▶ _To be done_:
a. In the test replay thread, quote the passage between "Screenshot 2023-10-19 at 7 52" and "help with reproduction.", inclusive.
b. List every URL that appears in the test replay thread.

▶ _Text block_:
- - -

Screenshot 2023-10-19 at 7 52 20 PM Screenshot 2023-10-19 at 7 53 17 PM
kolaente commented 1 year ago

Also noticing this. With test replay enabled, tests take 1.5h, compared to 5min. After disabling the test replay in the cloud settings times go back to 5min. In the test run you can see how each test takes a lot longer.

Test run with test replay enabled: https://drone.kolaente.de/vikunja/frontend/15023/1/8 Test run with test replay disabled: https://drone.kolaente.de/vikunja/frontend/15029/1/8 (same commit as before, after merging the PR)

Since this is a FOSS project, here's the code: https://kolaente.dev/vikunja/frontend/src/branch/main/cypress - may help with reproduction.

guy-otonomo commented 1 year ago

Can confirm issue is still present with 13.3.3. We have 2 projects in cypress cloud:

  1. one of them shows this extreme behavior when tests are false-ly failing due to timeouts because everything is really slow. Disabling Test Replay (a) tests are no longer failing, (b) instead of ~22000 ms a test now takes ~4000ms. The tests in this project have many interceptions applied (kind of a blackbox testing).

- - -

▶ _Data lines_:
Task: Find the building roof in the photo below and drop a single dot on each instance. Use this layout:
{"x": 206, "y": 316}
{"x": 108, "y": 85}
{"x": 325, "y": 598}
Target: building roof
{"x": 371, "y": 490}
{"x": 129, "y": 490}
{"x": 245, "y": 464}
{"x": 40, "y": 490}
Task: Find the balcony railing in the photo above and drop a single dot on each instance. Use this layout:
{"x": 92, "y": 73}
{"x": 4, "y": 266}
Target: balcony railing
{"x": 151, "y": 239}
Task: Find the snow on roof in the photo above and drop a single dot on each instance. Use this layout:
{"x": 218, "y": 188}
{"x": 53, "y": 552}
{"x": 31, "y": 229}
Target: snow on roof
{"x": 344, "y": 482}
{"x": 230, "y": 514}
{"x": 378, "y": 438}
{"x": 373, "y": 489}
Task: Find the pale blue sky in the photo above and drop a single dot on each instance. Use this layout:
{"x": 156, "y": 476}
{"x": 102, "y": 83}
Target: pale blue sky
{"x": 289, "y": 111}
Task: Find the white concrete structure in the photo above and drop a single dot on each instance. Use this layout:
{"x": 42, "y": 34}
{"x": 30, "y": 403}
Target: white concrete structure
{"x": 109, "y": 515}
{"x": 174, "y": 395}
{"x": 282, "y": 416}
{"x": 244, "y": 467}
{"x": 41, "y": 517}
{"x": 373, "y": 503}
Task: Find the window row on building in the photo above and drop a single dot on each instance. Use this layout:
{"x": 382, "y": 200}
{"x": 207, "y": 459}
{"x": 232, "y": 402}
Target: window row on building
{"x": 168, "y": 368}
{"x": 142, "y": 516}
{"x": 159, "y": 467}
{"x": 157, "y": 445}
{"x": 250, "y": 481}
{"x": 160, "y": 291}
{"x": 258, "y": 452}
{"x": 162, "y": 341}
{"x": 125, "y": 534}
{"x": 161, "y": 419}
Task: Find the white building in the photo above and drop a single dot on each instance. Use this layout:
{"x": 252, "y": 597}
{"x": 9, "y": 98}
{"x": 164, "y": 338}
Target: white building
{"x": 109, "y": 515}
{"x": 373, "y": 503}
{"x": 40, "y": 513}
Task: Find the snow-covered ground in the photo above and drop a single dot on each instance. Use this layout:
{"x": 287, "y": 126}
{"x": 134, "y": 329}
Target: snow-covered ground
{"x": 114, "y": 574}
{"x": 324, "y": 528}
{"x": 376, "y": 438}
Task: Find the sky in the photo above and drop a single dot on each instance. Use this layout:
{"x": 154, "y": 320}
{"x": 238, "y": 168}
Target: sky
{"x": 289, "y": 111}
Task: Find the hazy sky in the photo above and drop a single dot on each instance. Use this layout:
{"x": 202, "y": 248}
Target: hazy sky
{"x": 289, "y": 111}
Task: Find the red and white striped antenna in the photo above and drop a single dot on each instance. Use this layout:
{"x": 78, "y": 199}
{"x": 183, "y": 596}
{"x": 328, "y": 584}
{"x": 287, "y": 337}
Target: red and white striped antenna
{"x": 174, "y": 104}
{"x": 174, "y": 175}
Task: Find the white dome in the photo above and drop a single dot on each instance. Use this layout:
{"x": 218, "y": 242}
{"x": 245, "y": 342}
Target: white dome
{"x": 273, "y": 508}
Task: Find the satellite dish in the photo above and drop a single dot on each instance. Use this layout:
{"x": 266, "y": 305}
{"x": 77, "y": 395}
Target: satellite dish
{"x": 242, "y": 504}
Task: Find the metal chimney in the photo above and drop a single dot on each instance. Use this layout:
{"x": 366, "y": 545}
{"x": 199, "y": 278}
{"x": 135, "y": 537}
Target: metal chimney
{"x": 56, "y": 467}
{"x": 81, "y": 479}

- - -

▶ _Worked answers_:
a.
Screenshot 2023-10-19 at 7 52 20 PM Screenshot 2023-10-19 at 7 53 17 PM
kolaente commented 1 year ago

Also noticing this. With test replay enabled, tests take 1.5h, compared to 5min. After disabling the test replay in the cloud settings times go back to 5min. In the test run you can see how each test takes a lot longer.

Test run with test replay enabled: https://drone.kolaente.de/vikunja/frontend/15023/1/8 Test run with test replay disabled: https://drone.kolaente.de/vikunja/frontend/15029/1/8 (same commit as before, after merging the PR)

Since this is a FOSS project, here's the code: https://kolaente.dev/vikunja/frontend/src/branch/main/cypress - may help with reproduction.

b.
https://drone.kolaente.de/vikunja/frontend/15023/1/8
https://drone.kolaente.de/vikunja/frontend/15029/1/8
https://kolaente.dev/vikunja/frontend/src/branch/main/cypress